_WHAT YOU NEED TO DO_
Pull out each line below that contains the string "girl" and copy it in full. The match is case-sensitive.

_DATASET RECORDS_

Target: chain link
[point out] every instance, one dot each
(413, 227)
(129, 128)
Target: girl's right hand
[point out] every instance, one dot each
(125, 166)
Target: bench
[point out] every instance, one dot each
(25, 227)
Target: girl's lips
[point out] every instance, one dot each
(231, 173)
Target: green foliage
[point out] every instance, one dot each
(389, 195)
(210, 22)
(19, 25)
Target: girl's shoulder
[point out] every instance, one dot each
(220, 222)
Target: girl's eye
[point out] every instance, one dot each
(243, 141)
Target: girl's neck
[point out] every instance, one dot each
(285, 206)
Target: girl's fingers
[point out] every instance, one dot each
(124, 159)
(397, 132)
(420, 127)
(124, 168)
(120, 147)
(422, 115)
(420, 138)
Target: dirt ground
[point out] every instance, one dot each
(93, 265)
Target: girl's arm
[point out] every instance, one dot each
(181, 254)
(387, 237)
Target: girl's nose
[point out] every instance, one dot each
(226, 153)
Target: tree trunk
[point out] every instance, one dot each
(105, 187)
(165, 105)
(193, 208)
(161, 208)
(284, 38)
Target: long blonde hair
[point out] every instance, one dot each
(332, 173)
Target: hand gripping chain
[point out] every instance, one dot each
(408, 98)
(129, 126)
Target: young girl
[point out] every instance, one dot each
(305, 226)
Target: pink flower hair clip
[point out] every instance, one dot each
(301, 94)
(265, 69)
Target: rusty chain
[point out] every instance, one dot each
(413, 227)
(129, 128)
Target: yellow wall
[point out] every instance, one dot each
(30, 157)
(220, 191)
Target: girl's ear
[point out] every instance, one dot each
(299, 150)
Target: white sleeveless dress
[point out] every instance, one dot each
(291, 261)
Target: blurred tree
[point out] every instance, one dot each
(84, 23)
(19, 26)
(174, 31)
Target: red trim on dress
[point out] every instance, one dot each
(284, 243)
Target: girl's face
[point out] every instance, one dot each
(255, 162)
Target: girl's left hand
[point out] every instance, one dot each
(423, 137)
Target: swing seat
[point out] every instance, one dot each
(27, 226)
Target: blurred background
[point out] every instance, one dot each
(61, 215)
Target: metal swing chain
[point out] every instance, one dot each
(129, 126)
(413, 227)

* * *

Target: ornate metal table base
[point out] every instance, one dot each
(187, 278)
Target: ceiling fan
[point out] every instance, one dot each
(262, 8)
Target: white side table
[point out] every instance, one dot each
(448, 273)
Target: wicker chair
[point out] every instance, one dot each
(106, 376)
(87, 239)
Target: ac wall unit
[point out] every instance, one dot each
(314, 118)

---

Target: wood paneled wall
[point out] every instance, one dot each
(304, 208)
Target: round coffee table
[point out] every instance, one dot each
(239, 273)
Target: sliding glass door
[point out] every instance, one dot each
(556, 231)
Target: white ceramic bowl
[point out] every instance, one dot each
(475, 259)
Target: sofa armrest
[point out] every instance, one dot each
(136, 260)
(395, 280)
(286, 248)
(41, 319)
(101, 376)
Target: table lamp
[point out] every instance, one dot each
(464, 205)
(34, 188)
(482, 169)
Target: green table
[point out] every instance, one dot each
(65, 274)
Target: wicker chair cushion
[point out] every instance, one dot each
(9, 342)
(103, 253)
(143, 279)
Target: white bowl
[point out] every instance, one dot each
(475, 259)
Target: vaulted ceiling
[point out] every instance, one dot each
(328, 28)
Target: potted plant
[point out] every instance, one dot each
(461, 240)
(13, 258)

_FINISHED ANSWER_
Target: girl's right hand
Target: girl's lips
Target: girl's shoulder
Target: girl's eye
Target: girl's neck
Target: girl's fingers
Target: girl's arm
Target: girl's nose
Target: young girl
Target: girl's ear
Target: girl's face
Target: girl's left hand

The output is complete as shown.